Page text:
Content starts
Now, we can combine these four facts to create two standard normal variables whose populations will have a given correlation, $r$ (more properly, $\rho$), although the samples you generate will have sample correlations that vary. The idea is to create a pseudorandom variable, $X$, that is standard normal, $\mathcal N(0,1)$, and then find a coefficient, $a$, and an error variance, $v_e$, such that $Y \sim\mathcal N(0,a^2+v_e)$, where $a^2+v_e=1$. (Note that $|a|$ must be $\le 1$ for this to work, and that, moreover, $a=r$.) Thus, you start with the $r$ that you want; that's your coefficient, $a$. Then you figure out the error variance that you will need, it's $1-r^2$. (If your software requires you to use the standard deviation, take the square root of that value.) Finally, for each pseudorandom variate, $x_i$, that you have generated, generate a pseudorandom error variate, $e_i$, with the appropriate error variance $v_e$, and compute the correlated pseudorandom variate, $y_i$, by multiplying and adding.

If you wanted to do this in R, the following code might work for you:

correlatedValue = function(x, r){
  r2 = r**2
  ve = 1-r2
  SD = sqrt(ve)
  e  = rnorm(length(x), mean=0, sd=SD)
  y  = r*x + e
  return(y)
}

set.seed(5)
x = rnorm(10000)
y = correlatedValue(x=x, r=.5)

cor(x,y)
Content ends
Problems and tasks:
(a) Answer these from the passage on correlated normal variables:
(i) What error variance does the passage say you will need?
(ii) What value does the R code pass to set.seed?
(iii) How many values does the R code generate for x?
(b) Reproduce the part of the passage on correlated normal variables between "If you wanted" and "x = rnorm(10000)", inclusive.
(c) In the passage on correlated normal variables, name every variable that is assigned a value inside the body of the correlatedValue function.

Source information:
Content starts
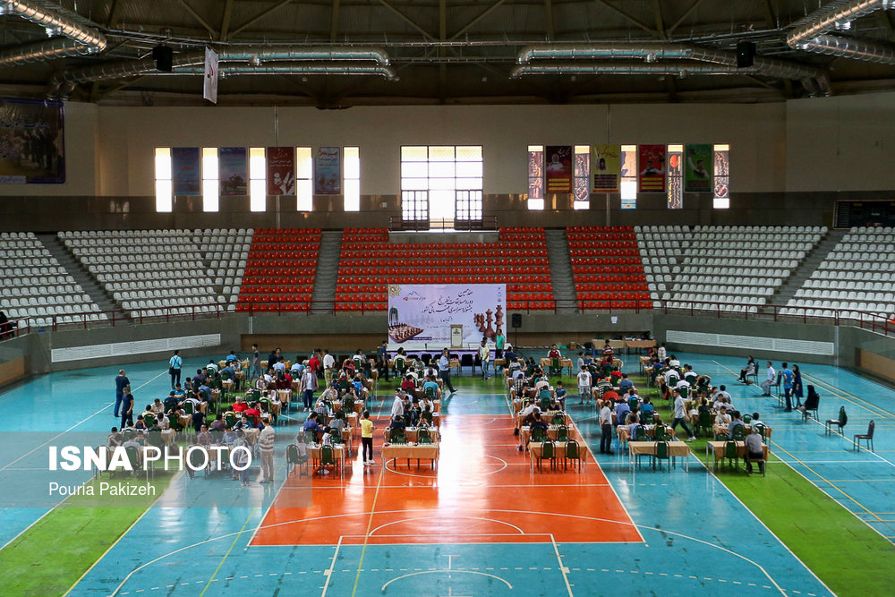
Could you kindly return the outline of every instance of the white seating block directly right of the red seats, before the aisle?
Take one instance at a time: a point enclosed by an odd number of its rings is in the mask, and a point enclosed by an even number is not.
[[[757,312],[810,252],[821,226],[636,226],[656,307]]]

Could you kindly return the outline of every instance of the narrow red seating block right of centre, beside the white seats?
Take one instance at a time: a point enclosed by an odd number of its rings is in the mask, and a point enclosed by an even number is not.
[[[634,228],[571,226],[568,254],[585,310],[652,309]]]

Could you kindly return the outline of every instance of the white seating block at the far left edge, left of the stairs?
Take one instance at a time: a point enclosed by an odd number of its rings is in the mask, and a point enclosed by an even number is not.
[[[33,233],[0,233],[0,311],[28,325],[105,320],[105,313]],[[20,324],[22,325],[22,324]]]

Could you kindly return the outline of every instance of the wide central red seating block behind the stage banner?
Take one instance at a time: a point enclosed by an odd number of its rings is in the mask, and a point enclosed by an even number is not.
[[[507,284],[507,310],[552,310],[543,228],[500,228],[498,243],[389,243],[385,228],[348,228],[336,311],[385,311],[388,284]]]

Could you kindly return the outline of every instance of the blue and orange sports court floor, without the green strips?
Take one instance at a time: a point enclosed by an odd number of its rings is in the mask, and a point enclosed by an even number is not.
[[[792,466],[895,541],[895,392],[848,371],[803,366],[805,383],[822,396],[822,421],[846,405],[846,437],[827,437],[823,424],[783,414],[776,400],[737,384],[740,359],[678,356],[726,383],[737,408],[762,414],[774,430],[771,451],[783,460],[771,466]],[[184,369],[202,362],[208,359],[189,360]],[[635,371],[635,359],[629,362],[626,369]],[[103,443],[115,424],[117,369],[30,380],[0,394],[0,407],[47,439],[90,432]],[[126,369],[138,407],[167,394],[163,364]],[[383,466],[377,438],[375,466],[362,466],[355,452],[344,478],[315,476],[307,507],[297,507],[288,492],[307,484],[286,479],[282,457],[302,418],[294,414],[291,425],[277,427],[274,484],[242,490],[226,475],[175,477],[68,594],[832,594],[727,488],[724,474],[712,474],[694,456],[688,472],[632,470],[617,450],[588,454],[581,472],[532,473],[527,455],[516,450],[497,381],[465,377],[456,387],[442,404],[435,471],[426,463]],[[384,399],[371,400],[378,419],[388,414],[391,391],[379,395]],[[584,440],[598,448],[595,412],[574,398],[568,404]],[[876,452],[858,453],[850,437],[870,419],[877,423]],[[17,471],[46,464],[38,438],[11,435],[0,439],[4,491],[14,487]],[[245,506],[245,491],[261,506]],[[46,513],[0,510],[0,545],[27,536]],[[13,548],[0,550],[0,565],[4,559],[15,561]],[[16,565],[28,574],[36,563]]]

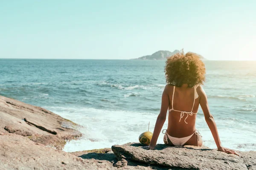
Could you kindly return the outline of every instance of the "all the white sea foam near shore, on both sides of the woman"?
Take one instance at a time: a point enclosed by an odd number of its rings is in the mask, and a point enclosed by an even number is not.
[[[149,121],[149,130],[153,132],[157,119],[157,114],[150,112],[111,111],[95,108],[44,108],[83,126],[79,129],[83,133],[83,137],[79,140],[67,142],[64,147],[67,152],[100,149],[111,147],[113,144],[138,142],[140,133],[147,131]],[[253,146],[241,147],[241,145],[256,143],[256,131],[252,130],[252,127],[256,127],[255,124],[241,122],[238,119],[216,119],[215,121],[221,142],[225,147],[237,150],[253,148]],[[166,127],[167,121],[162,130]],[[196,127],[203,136],[204,145],[216,148],[212,134],[201,113],[198,114]],[[229,128],[227,129],[227,127]],[[251,136],[250,139],[247,136]],[[157,143],[163,143],[162,133],[160,133]]]

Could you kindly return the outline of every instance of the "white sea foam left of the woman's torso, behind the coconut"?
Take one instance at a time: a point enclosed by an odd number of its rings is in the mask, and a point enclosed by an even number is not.
[[[79,129],[84,134],[83,138],[67,142],[65,145],[64,150],[68,152],[111,147],[113,144],[138,142],[140,133],[148,130],[149,121],[151,122],[150,131],[153,131],[157,118],[157,115],[152,113],[130,111],[111,111],[94,108],[44,108],[84,126]],[[166,127],[167,123],[163,128]],[[160,136],[162,137],[159,138],[158,142],[163,143],[163,134]]]

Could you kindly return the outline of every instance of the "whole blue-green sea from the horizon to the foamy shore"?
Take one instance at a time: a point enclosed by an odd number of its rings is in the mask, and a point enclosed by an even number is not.
[[[256,150],[256,62],[204,62],[203,87],[223,146]],[[164,65],[162,60],[0,59],[0,95],[82,125],[83,137],[68,142],[65,151],[111,147],[138,142],[149,121],[153,132],[166,85]],[[204,145],[216,148],[201,109],[196,128]]]

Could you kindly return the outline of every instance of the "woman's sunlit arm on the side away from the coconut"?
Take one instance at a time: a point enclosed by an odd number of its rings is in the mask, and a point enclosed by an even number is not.
[[[207,125],[208,125],[209,129],[212,132],[212,136],[213,136],[214,141],[215,141],[215,143],[218,147],[218,150],[222,151],[222,152],[226,152],[226,153],[233,153],[233,154],[236,154],[236,155],[239,156],[239,154],[236,153],[235,150],[231,150],[231,149],[228,149],[228,148],[225,148],[225,147],[221,146],[221,140],[220,140],[219,135],[218,135],[217,126],[216,126],[215,121],[213,119],[213,116],[212,116],[212,114],[210,113],[210,110],[209,110],[207,95],[206,95],[204,89],[201,86],[198,87],[198,95],[200,96],[200,105],[201,105],[201,108],[204,112],[205,121],[207,122]]]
Content ends
Written responses:
(a)
(i) 1 − r²
(ii) 5
(iii) 10000

(b)
If you wanted to do this in R, the following code might work for you:

correlatedValue = function(x, r){
  r2 = r**2
  ve = 1-r2
  SD = sqrt(ve)
  e  = rnorm(length(x), mean=0, sd=SD)
  y  = r*x + e
  return(y)
}

set.seed(5)
x = rnorm(10000)

(c) r2, ve, SD, e, y